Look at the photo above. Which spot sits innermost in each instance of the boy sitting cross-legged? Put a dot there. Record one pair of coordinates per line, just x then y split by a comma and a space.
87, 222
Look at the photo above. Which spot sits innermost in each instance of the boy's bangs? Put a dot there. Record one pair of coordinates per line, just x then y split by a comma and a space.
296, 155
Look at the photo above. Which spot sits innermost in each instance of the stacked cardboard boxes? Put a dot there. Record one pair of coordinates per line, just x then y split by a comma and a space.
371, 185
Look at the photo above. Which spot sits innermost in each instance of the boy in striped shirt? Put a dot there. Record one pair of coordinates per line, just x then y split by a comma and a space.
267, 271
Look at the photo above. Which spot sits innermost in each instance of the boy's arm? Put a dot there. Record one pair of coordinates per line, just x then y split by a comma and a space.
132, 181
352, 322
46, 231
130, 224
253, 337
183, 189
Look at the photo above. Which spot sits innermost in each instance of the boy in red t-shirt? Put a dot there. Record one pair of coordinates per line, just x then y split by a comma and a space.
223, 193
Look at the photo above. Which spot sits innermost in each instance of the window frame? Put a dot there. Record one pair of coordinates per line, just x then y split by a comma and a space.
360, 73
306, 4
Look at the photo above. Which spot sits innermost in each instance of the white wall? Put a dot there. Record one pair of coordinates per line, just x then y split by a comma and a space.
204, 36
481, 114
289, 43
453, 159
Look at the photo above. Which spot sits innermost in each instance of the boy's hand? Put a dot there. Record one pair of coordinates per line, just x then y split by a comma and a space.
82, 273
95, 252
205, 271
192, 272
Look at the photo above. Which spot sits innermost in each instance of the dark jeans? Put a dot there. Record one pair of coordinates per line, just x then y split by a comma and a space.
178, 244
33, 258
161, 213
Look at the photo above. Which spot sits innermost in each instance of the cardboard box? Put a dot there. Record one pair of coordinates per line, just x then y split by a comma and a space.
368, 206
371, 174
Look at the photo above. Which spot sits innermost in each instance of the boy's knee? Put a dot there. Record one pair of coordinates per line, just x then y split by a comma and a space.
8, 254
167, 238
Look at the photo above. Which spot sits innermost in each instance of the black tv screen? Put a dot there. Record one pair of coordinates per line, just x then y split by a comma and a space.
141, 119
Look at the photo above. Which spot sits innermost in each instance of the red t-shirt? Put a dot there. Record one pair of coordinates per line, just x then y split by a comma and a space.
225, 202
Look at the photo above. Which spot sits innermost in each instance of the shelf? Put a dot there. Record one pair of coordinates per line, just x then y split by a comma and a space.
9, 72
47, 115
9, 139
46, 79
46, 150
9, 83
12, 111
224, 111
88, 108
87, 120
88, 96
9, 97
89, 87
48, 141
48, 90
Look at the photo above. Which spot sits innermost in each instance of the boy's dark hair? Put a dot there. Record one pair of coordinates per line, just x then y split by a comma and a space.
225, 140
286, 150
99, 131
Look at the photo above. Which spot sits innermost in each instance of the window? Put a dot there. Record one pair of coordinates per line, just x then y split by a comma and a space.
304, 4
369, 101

● ● ● ●

Output every one of the records above again, word for word and with no changes.

Look at the photo above. Which spot sits innermost in each instance of the boy sitting cross-legged? Put a dot there. Record one pair of coordinates per line, just x then y split by a comma and a space.
87, 222
Look at the photo above. Which spot sits innermost in each instance of the boy's bangs? Put a dot there. Record one pair of coordinates per line, just x then y split by a comma and a space.
296, 155
Look at the photo above. Which spot sits innermost in each instance of the stacked cardboard boxes? Put a dot there. Record one pair of coordinates per line, just x then y split by a comma and a space.
371, 185
Look at the photo above. Which spot sits innermost in each instance of the boy in striped shirt? Put a dot there. Record one pair of coordinates per line, just x then y split by a comma and a space.
267, 271
Look at the photo above. Which spot sits innermost in each instance of the boy's arm? Put a dot there. Record one pair of coordinates per line, just x then y split by a comma and a space.
132, 181
352, 322
46, 231
130, 224
253, 337
183, 189
Look at the photo above. Which spot sits innermost in each instance of the boy in red t-shirt? Put a dot there. Record one pair of coordinates per line, just x then y split by a comma and a space.
223, 193
Look at the photo above. Which spot sits innermost in each instance of the window frame? Put a dot there. Record one pair of coordinates per line, just x then y split by a comma and a space.
360, 73
306, 4
Look at the photo above. Which spot sits innermost in each instance of the white wall? Put a dot there. Record one pair of coordinates per line, just x then y split by a comma and a space.
204, 36
481, 114
289, 43
453, 159
Look at the photo above. Which spot sits innermost in each instance of the boy's hand? Put a dot there. Record one pair of coordinates per line, just x then y split by a comma and a space.
82, 273
95, 252
205, 271
192, 272
Look at the photo above. Which spot sits innermost in each instance of the dark jeans? Put a dot there. Record one pair of coordinates per line, just x then y split by a comma and a space.
178, 244
33, 258
161, 213
Look at the photo above. Which spot sits innermost in each instance of the cardboard box? Put a dot there. Record one pair of coordinates per line, just x then y split by a comma and a space.
368, 206
371, 174
Look at the photo above. Which spot sits innermost in each instance of the boy's knee? Put a dot there. Record one pair of coordinates per line, just x then y split by a comma and a space.
8, 254
167, 238
Look at the photo above. Which spot sits innermost in each instance of the black tv screen? Put a dot there. Record one pair of coordinates per line, just x then y split by a comma and a space.
141, 119
Look at the photo above. Which spot sits innermost in each instance of the red t-shirt? Put a dot there. Record one pair of coordinates per line, just x then y split by a comma and a space.
225, 202
Look at the photo above. Which spot sits innermost in each instance of the shelf? Put a dot there. Record one pair of coordinates per line, just x then y split by a comma and a space.
9, 72
47, 115
9, 139
46, 79
46, 150
9, 83
12, 111
224, 111
88, 108
87, 120
88, 96
9, 97
89, 87
48, 141
48, 90
Look at the photo above. Which spot sits innermost in each instance of the boy's dark hair? Put a dot there. Record one pair of coordinates per line, just x then y split by a comma and a space.
225, 140
286, 150
99, 131
Look at the photo above. Which spot sits innermost in each instance of the window? Put a dot there. Record one pair of coordinates per line, just x then y split by a comma and a space.
304, 4
369, 101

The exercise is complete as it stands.